--- begin ---
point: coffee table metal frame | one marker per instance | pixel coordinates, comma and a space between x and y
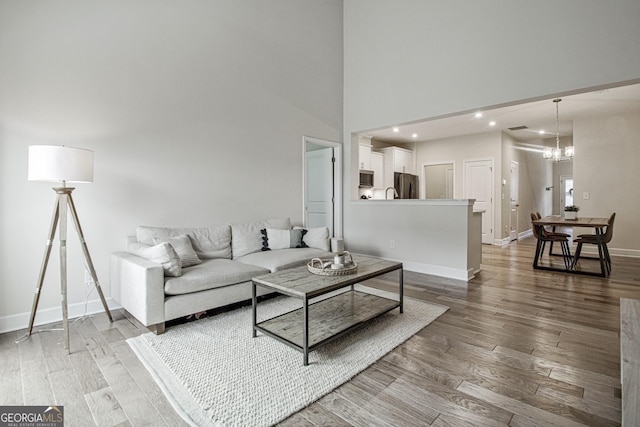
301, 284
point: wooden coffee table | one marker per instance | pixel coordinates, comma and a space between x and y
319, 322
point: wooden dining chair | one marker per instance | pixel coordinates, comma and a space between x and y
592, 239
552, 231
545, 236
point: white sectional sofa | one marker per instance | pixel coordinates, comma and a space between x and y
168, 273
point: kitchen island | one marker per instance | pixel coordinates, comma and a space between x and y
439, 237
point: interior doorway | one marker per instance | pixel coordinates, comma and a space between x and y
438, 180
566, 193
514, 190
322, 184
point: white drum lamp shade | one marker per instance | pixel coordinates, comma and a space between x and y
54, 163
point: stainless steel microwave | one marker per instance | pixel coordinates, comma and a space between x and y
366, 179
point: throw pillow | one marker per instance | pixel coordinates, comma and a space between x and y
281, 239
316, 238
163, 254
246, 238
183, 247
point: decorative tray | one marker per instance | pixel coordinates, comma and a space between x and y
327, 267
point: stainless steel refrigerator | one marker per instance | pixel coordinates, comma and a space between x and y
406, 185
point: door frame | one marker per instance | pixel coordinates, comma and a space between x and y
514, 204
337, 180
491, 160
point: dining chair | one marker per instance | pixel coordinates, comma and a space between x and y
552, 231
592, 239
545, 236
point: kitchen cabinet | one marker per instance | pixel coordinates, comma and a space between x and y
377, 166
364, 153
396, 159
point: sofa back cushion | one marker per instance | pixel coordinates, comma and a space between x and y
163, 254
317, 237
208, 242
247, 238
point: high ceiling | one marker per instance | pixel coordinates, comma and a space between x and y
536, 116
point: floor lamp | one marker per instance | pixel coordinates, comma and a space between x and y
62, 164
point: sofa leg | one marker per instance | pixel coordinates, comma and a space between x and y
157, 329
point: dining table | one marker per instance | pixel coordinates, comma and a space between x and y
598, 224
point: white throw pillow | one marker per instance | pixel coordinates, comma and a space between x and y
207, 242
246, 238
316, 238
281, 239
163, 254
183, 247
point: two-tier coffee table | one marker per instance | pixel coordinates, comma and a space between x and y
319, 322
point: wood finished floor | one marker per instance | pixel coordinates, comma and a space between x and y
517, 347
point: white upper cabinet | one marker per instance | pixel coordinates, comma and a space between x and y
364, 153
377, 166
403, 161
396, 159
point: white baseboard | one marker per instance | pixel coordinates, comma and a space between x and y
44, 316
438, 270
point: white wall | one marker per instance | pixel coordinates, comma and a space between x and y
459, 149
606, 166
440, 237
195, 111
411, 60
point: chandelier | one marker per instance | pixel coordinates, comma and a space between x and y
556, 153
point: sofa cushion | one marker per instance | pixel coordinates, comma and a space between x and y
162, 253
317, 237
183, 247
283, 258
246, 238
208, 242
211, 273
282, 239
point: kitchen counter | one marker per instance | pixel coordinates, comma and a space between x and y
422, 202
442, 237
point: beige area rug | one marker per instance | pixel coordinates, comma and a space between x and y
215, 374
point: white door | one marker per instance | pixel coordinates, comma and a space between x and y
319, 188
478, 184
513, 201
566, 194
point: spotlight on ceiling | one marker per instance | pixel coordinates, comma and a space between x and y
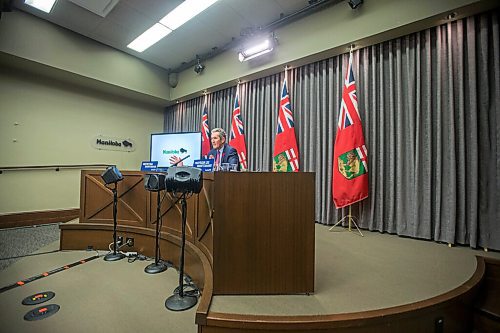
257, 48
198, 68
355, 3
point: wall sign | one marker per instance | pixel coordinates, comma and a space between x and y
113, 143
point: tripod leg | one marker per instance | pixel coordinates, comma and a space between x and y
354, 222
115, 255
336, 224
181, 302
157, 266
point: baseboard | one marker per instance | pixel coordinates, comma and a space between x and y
--- end ---
WORK TO DO:
Repeat the records in full, exactly as they appear, without the pictures.

EXERCISE RESULT:
point: coffee table metal frame | one marker per instance | pixel coordinates, comma and a space between x and y
301, 284
point: wooden coffee table | one marker per instance | pixel coordinates, comma and a space between x and y
319, 322
point: wooden dining chair | one marker per instance | pixel coordinates, comma and a space between x and y
592, 239
552, 231
545, 236
point: white sectional sofa | one marker per instance | pixel coordinates, comma and a space between x and y
168, 273
point: kitchen island | one marker per instance | pixel coordinates, comma and a space between x and y
439, 237
point: interior doorway | one marker per instance | pixel coordinates, comma and a space between x and y
438, 180
566, 193
514, 190
322, 184
point: white drum lamp shade | one marker per instance | pixel coordinates, comma and a space between x and y
54, 163
point: stainless steel microwave | one marker per instance | pixel coordinates, comma and a space between x and y
366, 179
point: throw pillow | one marker per instance | pixel coordinates, comma and a space between x and y
281, 239
316, 238
163, 254
246, 238
183, 247
point: decorative tray | one marker per instance | pixel coordinates, comma and a space between x and y
327, 267
point: stainless steel refrigerator | one marker per instance | pixel coordinates, comma and a space between x and y
406, 185
point: door frame | one marker per instance | pixel coordinates, comma and a space between x and y
514, 204
337, 180
491, 160
point: dining chair | one marker per instance | pixel coordinates, comma and a space between x and y
552, 231
592, 239
545, 236
point: kitchen cabinet | one marker per instance | pixel coordinates, comma and a space between x and y
377, 166
364, 153
396, 159
point: sofa back cushion | one marker per instance | pixel coordinates, comma and a space between x and y
163, 254
317, 237
208, 242
247, 238
point: high ceiling | one marker per instance | pixel coordinates, comma and a space between x and y
536, 116
point: floor lamp | one marker per instance | pixel coordinates, comma and a space between x and y
62, 164
point: sofa leg | one marker per instance | pixel coordinates, comma and a space between x and y
157, 329
point: dining table | one marker per instance | pixel coordinates, comma and a space between x and y
598, 224
point: white throw pillow | one marker per instance | pixel coordinates, comma and a space between x and y
207, 242
246, 238
316, 238
281, 239
163, 254
183, 247
point: two-tier coffee table | one marker per instance | pixel coordinates, comma and a space between x and y
319, 322
point: wood finished floor | one marker per instance | pixel coordinates, comma and a space between x and y
517, 347
point: white upper cabinet | one marker per instance | pixel coordinates, comma and a space between x and y
364, 153
377, 166
403, 161
396, 159
point: white baseboard | one marker per instance | pixel coordinates, comma and a space between x and y
44, 316
438, 270
point: white wall | one marker per instance | pixel coordinates, comma and a space between x and y
459, 149
606, 166
440, 237
195, 111
411, 60
point: chandelier | one marker per instance | pixel coordinates, comma and a space between x and y
556, 153
point: sofa cushion | one marker per instance | pixel coordinates, comma and a space between x and y
162, 253
317, 237
183, 247
283, 258
246, 238
208, 242
211, 273
282, 239
point: kitchen counter | one marker per instance | pixel coordinates, comma and a space between x and y
422, 202
442, 237
point: beige area rug | one marker per instance | pixel coordinates, comma and a space between x and y
215, 374
point: white door | one marker per instance | pixel coordinates, comma and a space between x and y
319, 188
478, 184
513, 201
566, 194
point: spotlight on ceiling | one marker per instance | pixel coordinates, comma and a space between x and y
257, 48
198, 68
355, 3
point: wall sign | one marker per instance | pixel coordinates, comma and a space between x and y
113, 143
point: tripod leg | one marker per instance | pixel coordinates, comma and a space between x and y
354, 222
115, 255
336, 224
181, 302
157, 266
point: baseboard | one marker per instance | pixel coordinates, comma and a space between x and y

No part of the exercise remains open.